** Work to complete **
The entries are to be given again in full. Every word must match.

####################

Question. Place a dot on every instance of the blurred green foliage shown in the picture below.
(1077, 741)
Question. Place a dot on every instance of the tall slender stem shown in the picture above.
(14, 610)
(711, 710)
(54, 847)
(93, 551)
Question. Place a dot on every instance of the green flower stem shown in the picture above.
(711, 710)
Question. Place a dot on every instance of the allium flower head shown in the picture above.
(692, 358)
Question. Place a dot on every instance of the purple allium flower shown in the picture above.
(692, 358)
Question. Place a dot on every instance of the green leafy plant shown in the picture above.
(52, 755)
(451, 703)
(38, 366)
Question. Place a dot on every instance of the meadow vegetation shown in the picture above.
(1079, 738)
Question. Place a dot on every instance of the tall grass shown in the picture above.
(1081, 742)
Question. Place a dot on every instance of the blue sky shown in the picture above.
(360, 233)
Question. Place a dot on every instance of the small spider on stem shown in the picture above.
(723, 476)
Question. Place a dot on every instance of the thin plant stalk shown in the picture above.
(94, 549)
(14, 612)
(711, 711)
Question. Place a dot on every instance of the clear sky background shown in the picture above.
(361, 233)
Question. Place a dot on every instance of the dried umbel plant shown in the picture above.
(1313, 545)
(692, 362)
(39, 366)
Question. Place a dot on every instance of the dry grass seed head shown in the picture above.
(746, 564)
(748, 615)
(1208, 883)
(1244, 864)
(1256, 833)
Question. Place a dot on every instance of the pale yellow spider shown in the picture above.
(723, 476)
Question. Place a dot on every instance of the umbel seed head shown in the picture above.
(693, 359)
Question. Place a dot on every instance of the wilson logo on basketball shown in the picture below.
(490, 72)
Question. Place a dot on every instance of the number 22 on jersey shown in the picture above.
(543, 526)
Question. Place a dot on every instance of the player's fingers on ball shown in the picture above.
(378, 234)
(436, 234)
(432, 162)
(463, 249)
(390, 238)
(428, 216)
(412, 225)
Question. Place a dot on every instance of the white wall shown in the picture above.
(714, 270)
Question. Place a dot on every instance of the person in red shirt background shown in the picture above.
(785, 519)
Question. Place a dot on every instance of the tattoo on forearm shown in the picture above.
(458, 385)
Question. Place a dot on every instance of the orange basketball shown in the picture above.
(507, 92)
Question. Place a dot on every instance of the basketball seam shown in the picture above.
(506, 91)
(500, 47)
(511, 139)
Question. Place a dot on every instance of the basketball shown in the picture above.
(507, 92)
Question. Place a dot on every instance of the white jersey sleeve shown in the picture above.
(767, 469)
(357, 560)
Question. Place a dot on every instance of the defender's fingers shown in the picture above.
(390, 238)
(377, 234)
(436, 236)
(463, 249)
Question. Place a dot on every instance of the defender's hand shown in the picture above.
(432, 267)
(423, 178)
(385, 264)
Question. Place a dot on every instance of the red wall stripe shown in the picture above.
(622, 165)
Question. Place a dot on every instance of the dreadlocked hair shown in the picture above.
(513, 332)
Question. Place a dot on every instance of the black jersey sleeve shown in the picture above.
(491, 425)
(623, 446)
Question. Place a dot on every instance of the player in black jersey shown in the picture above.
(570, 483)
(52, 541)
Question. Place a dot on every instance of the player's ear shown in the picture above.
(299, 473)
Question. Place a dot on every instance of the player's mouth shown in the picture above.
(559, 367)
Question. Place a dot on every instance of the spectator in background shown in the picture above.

####################

** Task response **
Question. Place a dot on every instance of the blurred green foliage shown in the picture below.
(1077, 741)
Question. Place a dot on every instance of the tall slender stem shown in the picture above.
(14, 610)
(711, 710)
(54, 847)
(93, 551)
Question. Place a dot on every instance of the green flower stem shown in the picture above.
(711, 710)
Question. Place a dot on every instance of the allium flower head shown in the picture above.
(692, 358)
Question. Place a dot on every instance of the purple allium flower shown in the picture above.
(692, 358)
Question. Place a dot on every instance of the green leafy plant shown in the picture above.
(52, 755)
(451, 703)
(38, 366)
Question. Place a dot on every instance of the meadow vegetation shown in the picture above.
(1079, 738)
Question. Place a dot on every instance of the tall grass shown in the picture above.
(1081, 742)
Question. Place a dot on every instance of the blue sky shown in the picture above.
(360, 233)
Question. Place a dot on every instance of the small spider on stem shown in the picture above.
(723, 476)
Question. Place a dot on every instance of the thin plant stalk shown in the picture above.
(94, 549)
(14, 612)
(711, 711)
Question. Place a dot on every instance of the clear sky background shown in the picture above.
(361, 233)
Question. Place a dot on every instance of the dried umbel plant shown in the picture above.
(1313, 545)
(692, 362)
(39, 366)
Question. Place a dot on every instance of the dry grass seed head shown in the picture above.
(746, 564)
(748, 615)
(1208, 883)
(1244, 864)
(1256, 833)
Question. Place a dot on every instance of the pale yellow spider shown in the picture above.
(723, 476)
Question. Place a dot on every instance of the umbel seed head shown in the picture above.
(693, 359)
Question. Place a dot on every instance of the wilson logo on basketball shown in the picture below.
(490, 72)
Question. Place a dot on every instance of the number 22 on jersey shown in the picture above.
(543, 526)
Question. Place a dot on every instance of the player's fingers on ball shown in the picture above.
(378, 234)
(436, 234)
(432, 162)
(463, 249)
(390, 238)
(428, 216)
(412, 225)
Question. Place a dot on every instance of the white wall shown in the picture above.
(714, 270)
Question. Place a dot on every instance of the person in red shirt background shown in the picture above.
(785, 519)
Question. Place a dot on every instance of the tattoo on forearm shown in the picture above.
(458, 385)
Question. Place a dot on every instance of the orange basketball shown in the picture above.
(507, 92)
Question. Place a dot on every instance of the basketball seam shown in the picture above.
(506, 91)
(500, 47)
(511, 139)
Question. Place a dot on every instance of the basketball shown in the picture above.
(507, 92)
Question. Place a dot on every instance of the white jersey sleeve shown in the picture above.
(767, 469)
(357, 560)
Question. Place a dot on every instance of the defender's fingers shown in the picture above.
(390, 238)
(377, 234)
(436, 236)
(463, 249)
Question. Place a dot on every instance of the defender's hand shown in the picture above.
(432, 267)
(423, 178)
(385, 264)
Question. Place a dot on every instance of the red wall stripe shown in the picture above.
(622, 165)
Question. Place a dot on every instance of the dreadlocked hair shown in the picture above.
(513, 332)
Question. Place a dot on every instance of the black jersey sleeve shown in the picture above.
(491, 425)
(623, 446)
Question. Place a dot on every instance of the player in black jersey shown in the picture above.
(570, 483)
(52, 541)
Question. Place a dot on every instance of the player's ear shown in the picture above.
(299, 473)
Question. Place a dot on every instance of the player's mouth shown in the picture above.
(559, 367)
Question. Place a dot on every instance of the spectator in background shown in the picture above.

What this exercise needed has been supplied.